Copy out the passage below on Buckley, Lamont and Connecticut's Democrats in full, word for word.

Passage provided:
## BEGIN

With all the zeal of St. Patrick
driving the snakes out of Ireland, Bill Buckley, the most respected
conservative polemicist of his day, valiantly set out to exclude from the
American conservative movement anyone lingering in anti-Semitic political
hallways. He did so by publically rebuking leading conservatives, while
providing a standard to gage Anti-Semitism in his short book In Search of Anti-Semitism.
Moderate Democrats in Connecticut
– Lamont is reputed to be one – have not been as anxious to swab their decks of
immoderate elements. Lamont lacks the necessary passion to attack with energy disabling
extreme neo-progressive saboteurs in his party, a courtesy that may not be
returned in equal measure by Elliot in what may turn out to be a bruising
primary campaign.
Mamdani has shown
neo-progressives that they might ascend to power positions within a once
moderate Democrat Party provided they possess the requisite courage of their
convictions. Marx, Lenin and Stalin, the
Trinity of Soviet era socialism, were convinced, not without reason, that capitalists
would finance their purchase of the rope necessary to hang the capitalists, invariably
portrayed as the enemies of the working classes.
There appears to be no elbow room
on Elliott’s left for pretentious Democrat moderates like the Lamonts. Ned affects
neo-progressivism during political campaigns but, having secured office, it is
anticipated he will revert to type. Both Annie and Ned are successful venture capitalist
millionaires. Annie, in particular, appears to have done very well in financial
money markets. We are told in a piece appearing in The Connecticut Centinal, that “independent
journalists Tony DeAngelo and Professor Bob Swick have relentlessly documented a deeper, more troubling
pattern: no-bid state contracts funneled to OAK-backed companies, official business conducted on a private family office server, suspicious Cayman
Islands offshore vehicles tied to university foundation money, and a network of
FOI-exempt nonprofits that shielded decision-making from public view.

## END

Data records:
## BEGIN

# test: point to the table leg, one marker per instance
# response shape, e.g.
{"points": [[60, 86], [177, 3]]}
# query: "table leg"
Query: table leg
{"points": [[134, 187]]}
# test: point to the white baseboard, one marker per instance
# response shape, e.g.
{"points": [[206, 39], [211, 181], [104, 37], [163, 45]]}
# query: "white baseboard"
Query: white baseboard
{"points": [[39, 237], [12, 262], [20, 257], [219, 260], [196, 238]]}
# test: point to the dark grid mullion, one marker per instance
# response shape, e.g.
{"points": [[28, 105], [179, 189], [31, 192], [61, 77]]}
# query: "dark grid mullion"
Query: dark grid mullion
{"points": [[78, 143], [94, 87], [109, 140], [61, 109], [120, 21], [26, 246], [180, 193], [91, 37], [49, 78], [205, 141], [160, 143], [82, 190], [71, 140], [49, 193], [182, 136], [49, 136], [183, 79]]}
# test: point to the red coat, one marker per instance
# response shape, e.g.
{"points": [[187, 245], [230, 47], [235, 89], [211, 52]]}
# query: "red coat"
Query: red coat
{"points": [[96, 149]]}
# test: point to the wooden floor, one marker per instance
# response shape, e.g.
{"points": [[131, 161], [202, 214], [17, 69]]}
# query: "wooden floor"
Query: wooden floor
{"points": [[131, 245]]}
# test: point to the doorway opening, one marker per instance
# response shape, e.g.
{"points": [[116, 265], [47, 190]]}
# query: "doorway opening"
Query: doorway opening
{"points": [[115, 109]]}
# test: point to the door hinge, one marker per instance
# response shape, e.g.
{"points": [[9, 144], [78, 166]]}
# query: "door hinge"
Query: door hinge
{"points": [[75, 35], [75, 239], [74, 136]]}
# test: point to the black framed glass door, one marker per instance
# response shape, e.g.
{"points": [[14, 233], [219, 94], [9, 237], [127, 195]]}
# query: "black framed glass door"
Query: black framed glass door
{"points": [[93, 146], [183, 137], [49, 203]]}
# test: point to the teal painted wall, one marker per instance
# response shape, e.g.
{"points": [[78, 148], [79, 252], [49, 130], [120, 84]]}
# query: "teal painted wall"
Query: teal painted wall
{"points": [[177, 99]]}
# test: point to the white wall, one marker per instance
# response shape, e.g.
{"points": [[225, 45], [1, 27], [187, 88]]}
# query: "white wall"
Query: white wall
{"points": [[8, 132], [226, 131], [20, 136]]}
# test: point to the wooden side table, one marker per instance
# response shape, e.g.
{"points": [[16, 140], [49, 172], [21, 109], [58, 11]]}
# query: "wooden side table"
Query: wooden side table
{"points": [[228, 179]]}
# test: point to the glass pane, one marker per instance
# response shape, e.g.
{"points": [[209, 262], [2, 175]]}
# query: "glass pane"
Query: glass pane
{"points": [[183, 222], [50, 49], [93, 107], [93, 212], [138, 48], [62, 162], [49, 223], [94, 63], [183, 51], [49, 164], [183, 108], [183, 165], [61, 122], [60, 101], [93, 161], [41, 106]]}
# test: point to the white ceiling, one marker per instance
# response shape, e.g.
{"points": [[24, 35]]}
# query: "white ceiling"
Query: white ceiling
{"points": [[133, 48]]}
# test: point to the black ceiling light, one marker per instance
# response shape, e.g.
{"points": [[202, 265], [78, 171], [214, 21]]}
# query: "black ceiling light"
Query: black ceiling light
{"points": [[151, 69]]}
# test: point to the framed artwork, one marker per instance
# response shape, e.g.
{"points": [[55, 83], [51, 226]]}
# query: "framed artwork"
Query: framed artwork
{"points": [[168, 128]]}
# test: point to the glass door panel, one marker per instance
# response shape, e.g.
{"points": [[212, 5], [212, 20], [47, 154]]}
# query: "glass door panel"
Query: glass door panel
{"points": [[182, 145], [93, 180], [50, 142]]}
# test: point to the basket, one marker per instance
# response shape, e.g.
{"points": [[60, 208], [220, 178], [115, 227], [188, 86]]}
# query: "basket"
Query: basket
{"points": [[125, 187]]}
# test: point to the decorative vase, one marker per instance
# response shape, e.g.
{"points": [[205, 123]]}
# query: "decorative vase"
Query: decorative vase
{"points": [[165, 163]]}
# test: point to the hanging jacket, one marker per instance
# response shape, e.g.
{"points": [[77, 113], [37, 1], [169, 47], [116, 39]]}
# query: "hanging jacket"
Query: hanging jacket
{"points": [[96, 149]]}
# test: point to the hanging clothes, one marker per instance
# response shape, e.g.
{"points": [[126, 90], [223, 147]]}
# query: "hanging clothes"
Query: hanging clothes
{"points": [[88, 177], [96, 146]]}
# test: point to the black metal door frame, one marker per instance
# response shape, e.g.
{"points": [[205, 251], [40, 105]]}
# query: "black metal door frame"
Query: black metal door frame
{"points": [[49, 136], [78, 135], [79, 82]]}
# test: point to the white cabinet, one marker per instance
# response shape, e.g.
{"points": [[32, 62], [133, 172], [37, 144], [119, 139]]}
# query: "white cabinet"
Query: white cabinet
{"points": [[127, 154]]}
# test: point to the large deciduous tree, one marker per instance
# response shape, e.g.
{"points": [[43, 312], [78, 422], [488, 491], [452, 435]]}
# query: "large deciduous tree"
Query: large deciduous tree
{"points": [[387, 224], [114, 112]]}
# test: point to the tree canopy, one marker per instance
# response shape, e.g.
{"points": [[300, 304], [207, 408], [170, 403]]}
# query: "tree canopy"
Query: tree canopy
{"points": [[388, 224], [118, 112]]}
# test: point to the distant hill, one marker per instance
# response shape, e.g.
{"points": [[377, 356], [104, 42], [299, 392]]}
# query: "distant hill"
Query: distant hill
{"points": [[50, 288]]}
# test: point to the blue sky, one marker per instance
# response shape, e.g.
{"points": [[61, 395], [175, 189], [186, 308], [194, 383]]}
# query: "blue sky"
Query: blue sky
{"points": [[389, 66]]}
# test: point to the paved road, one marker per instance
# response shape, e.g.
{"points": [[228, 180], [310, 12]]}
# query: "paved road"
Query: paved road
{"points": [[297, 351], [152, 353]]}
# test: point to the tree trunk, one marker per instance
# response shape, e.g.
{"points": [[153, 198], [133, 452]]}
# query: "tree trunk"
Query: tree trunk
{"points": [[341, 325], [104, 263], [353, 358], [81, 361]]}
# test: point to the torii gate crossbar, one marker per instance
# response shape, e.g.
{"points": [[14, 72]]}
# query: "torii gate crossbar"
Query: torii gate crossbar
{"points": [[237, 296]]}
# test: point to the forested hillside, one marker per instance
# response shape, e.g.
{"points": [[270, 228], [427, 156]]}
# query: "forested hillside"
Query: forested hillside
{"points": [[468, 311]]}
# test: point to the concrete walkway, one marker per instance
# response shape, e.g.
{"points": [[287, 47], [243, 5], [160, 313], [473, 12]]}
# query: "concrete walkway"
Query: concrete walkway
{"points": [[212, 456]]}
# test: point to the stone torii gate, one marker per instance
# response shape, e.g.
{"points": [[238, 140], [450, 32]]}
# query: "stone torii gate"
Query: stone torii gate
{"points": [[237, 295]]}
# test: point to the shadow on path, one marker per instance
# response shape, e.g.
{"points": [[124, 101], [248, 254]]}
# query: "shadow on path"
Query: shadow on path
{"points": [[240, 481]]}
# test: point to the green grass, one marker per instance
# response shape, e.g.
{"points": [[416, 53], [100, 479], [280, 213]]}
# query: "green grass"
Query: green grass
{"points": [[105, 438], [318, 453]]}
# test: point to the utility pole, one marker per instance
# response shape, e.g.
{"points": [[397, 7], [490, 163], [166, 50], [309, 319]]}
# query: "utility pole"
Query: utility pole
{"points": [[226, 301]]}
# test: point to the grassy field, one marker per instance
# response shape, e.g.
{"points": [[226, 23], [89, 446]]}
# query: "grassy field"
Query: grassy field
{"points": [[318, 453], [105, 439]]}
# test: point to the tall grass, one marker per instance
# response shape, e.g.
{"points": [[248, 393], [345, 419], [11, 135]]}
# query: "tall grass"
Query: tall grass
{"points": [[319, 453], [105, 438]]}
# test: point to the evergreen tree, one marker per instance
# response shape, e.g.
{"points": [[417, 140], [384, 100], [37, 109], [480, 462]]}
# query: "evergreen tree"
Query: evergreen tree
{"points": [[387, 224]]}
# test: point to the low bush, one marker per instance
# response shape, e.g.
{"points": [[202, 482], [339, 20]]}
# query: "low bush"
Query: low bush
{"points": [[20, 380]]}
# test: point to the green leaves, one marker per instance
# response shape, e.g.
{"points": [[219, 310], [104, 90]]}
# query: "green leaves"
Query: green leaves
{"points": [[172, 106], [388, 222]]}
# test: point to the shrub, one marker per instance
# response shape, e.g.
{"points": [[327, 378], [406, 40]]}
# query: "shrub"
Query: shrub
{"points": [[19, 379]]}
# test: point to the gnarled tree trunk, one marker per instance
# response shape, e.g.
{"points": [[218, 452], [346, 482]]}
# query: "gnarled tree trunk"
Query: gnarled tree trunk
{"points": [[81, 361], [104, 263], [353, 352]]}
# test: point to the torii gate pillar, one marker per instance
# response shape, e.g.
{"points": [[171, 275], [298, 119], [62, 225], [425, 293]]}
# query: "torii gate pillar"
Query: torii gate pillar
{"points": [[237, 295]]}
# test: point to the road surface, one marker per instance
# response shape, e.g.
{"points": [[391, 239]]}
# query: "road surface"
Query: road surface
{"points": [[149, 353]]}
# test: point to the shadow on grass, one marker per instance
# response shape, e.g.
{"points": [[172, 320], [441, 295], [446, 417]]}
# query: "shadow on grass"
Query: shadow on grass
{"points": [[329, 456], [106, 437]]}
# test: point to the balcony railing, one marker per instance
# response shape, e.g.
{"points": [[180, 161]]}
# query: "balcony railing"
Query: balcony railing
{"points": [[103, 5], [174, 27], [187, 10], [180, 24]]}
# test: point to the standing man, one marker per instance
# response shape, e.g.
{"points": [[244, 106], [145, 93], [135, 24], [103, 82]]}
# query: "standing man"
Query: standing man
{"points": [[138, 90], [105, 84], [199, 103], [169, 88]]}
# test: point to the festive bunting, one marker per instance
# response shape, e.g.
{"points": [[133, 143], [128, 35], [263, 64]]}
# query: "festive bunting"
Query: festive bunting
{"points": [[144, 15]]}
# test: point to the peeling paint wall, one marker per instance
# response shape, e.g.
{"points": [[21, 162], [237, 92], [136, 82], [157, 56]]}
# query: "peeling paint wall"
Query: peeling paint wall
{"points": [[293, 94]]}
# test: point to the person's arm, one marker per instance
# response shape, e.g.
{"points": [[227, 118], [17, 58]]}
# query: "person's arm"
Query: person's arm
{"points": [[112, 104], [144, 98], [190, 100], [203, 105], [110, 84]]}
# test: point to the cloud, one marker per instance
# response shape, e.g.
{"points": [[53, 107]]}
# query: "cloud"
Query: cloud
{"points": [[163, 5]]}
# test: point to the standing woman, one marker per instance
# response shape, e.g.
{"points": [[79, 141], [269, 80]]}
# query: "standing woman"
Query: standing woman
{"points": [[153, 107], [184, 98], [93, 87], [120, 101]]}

## END

Exercise result:
With all the zeal of St. Patrick
driving the snakes out of Ireland, Bill Buckley, the most respected
conservative polemicist of his day, valiantly set out to exclude from the
American conservative movement anyone lingering in anti-Semitic political
hallways. He did so by publically rebuking leading conservatives, while
providing a standard to gage Anti-Semitism in his short book In Search of Anti-Semitism.
Moderate Democrats in Connecticut
– Lamont is reputed to be one – have not been as anxious to swab their decks of
immoderate elements. Lamont lacks the necessary passion to attack with energy disabling
extreme neo-progressive saboteurs in his party, a courtesy that may not be
returned in equal measure by Elliot in what may turn out to be a bruising
primary campaign.
Mamdani has shown
neo-progressives that they might ascend to power positions within a once
moderate Democrat Party provided they possess the requisite courage of their
convictions. Marx, Lenin and Stalin, the
Trinity of Soviet era socialism, were convinced, not without reason, that capitalists
would finance their purchase of the rope necessary to hang the capitalists, invariably
portrayed as the enemies of the working classes.
There appears to be no elbow room
on Elliott’s left for pretentious Democrat moderates like the Lamonts. Ned affects
neo-progressivism during political campaigns but, having secured office, it is
anticipated he will revert to type. Both Annie and Ned are successful venture capitalist
millionaires. Annie, in particular, appears to have done very well in financial
money markets. We are told in a piece appearing in The Connecticut Centinal, that “independent
journalists Tony DeAngelo and Professor Bob Swick have relentlessly documented a deeper, more troubling
pattern: no-bid state contracts funneled to OAK-backed companies, official business conducted on a private family office server, suspicious Cayman
Islands offshore vehicles tied to university foundation money, and a network of
FOI-exempt nonprofits that shielded decision-making from public view.